C. Alyona and the Tree
time limit per test

1 second

memory limit per test

256 megabytes

input

standard input

output

standard output

Alyona decided to go on a diet and went to the forest to get some apples. There she unexpectedly found a magic rooted tree with root in the vertex 1, every vertex and every edge of which has a number written on.

The girl noticed that some of the tree's vertices are sad, so she decided to play with them. Let's call vertex v sad if there is a vertex u in subtree of vertex v such that dist(v, u) > au, where au is the number written on vertex udist(v, u) is the sum of the numbers written on the edges on the path from v to u.

Leaves of a tree are vertices connected to a single vertex by a single edge, but the root of a tree is a leaf if and only if the tree consists of a single vertex — root.

Thus Alyona decided to remove some of tree leaves until there will be no any sad vertex left in the tree. What is the minimum number of leaves Alyona needs to remove?

Input

In the first line of the input integer n (1 ≤ n ≤ 105) is given — the number of vertices in the tree.

= 练习目标 =
改写原文中从“The girl noticed”开始、一直到“vertices in the tree.”为止的部分，把其中的“sad”换成“unhappy”。

= 所示列表 =
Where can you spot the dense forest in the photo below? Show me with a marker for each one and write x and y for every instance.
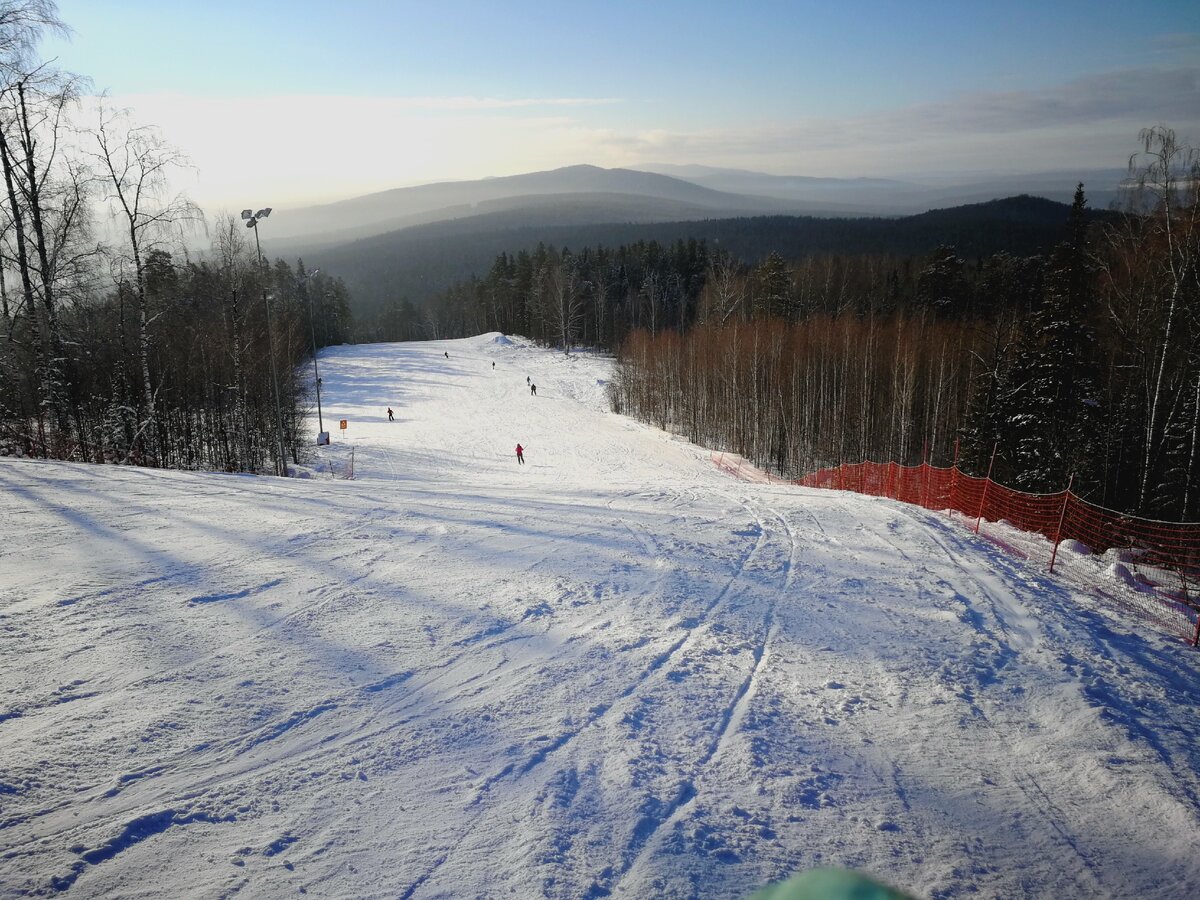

= 参考答案 =
The girl noticed that some of the tree's vertices are unhappy, so she decided to play with them. Let's call vertex v unhappy if there is a vertex u in subtree of vertex v such that dist(v, u) > au, where au is the number written on vertex udist(v, u) is the sum of the numbers written on the edges on the path from v to u.

Leaves of a tree are vertices connected to a single vertex by a single edge, but the root of a tree is a leaf if and only if the tree consists of a single vertex — root.

Thus Alyona decided to remove some of tree leaves until there will be no any unhappy vertex left in the tree. What is the minimum number of leaves Alyona needs to remove?

Input

In the first line of the input integer n (1 ≤ n ≤ 105) is given — the number of vertices in the tree.